Collect every line of the material that contains the string "outline" and copy those lines out. Case counts.

**Available data:**

------------------------------------------------

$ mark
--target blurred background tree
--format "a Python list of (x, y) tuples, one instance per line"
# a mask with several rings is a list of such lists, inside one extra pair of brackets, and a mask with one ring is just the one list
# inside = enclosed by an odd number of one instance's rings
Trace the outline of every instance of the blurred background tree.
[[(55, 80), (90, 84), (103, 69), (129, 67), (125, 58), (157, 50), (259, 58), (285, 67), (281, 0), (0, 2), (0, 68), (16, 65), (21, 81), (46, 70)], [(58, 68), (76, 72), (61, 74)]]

------------------------------------------------

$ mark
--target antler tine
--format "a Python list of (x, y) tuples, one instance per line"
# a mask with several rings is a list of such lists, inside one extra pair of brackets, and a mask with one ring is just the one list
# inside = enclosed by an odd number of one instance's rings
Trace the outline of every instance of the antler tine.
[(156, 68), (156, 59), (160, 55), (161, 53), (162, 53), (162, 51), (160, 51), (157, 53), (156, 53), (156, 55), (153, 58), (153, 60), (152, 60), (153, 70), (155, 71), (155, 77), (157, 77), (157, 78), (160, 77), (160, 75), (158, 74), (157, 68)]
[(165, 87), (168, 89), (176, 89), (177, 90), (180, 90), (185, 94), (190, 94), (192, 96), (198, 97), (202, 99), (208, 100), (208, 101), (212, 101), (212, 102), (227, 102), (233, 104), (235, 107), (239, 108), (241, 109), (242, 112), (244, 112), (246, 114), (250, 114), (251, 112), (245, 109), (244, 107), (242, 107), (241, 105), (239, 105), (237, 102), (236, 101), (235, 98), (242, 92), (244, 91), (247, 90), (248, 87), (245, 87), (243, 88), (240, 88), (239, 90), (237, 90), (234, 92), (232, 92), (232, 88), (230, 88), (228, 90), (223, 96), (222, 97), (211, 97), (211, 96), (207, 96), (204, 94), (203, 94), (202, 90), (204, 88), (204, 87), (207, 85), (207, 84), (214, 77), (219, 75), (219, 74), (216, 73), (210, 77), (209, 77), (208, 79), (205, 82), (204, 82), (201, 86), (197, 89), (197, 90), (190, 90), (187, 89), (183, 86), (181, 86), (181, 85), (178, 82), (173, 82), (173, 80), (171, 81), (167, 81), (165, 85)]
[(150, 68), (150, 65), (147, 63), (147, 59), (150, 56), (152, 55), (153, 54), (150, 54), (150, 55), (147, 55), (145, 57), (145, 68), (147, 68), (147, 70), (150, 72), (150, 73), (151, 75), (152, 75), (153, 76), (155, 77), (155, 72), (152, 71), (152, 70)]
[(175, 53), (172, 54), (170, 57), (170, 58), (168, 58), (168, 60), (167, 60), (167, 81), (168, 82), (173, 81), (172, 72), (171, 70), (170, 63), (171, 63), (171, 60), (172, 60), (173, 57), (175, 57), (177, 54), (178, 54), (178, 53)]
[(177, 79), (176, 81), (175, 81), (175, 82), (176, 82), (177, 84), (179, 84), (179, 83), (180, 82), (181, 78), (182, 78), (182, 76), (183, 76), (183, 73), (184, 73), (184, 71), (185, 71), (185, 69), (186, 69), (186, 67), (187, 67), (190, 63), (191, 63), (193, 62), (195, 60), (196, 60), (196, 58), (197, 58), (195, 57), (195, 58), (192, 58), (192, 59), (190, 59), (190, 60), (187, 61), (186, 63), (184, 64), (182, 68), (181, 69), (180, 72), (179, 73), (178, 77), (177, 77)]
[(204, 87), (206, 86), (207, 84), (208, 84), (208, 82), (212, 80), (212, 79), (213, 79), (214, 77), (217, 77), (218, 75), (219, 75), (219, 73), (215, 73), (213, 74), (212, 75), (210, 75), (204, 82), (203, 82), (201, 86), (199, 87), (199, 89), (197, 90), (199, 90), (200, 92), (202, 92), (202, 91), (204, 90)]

------------------------------------------------

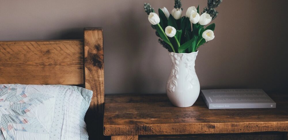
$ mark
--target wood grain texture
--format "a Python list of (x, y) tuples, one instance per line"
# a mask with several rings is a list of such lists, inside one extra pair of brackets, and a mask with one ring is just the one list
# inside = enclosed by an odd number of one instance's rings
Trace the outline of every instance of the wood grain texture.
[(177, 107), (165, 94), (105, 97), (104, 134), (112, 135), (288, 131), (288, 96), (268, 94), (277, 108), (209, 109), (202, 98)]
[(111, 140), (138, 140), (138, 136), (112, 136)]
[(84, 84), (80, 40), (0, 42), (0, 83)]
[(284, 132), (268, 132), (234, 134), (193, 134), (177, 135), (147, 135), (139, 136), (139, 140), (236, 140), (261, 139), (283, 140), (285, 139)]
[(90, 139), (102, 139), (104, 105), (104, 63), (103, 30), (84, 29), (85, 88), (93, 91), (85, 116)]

------------------------------------------------

**Worked answer:**
Trace the outline of every instance of the blurred background tree.
Trace the outline of every instance of the antler tine.
Trace the outline of every instance of the wood grain texture.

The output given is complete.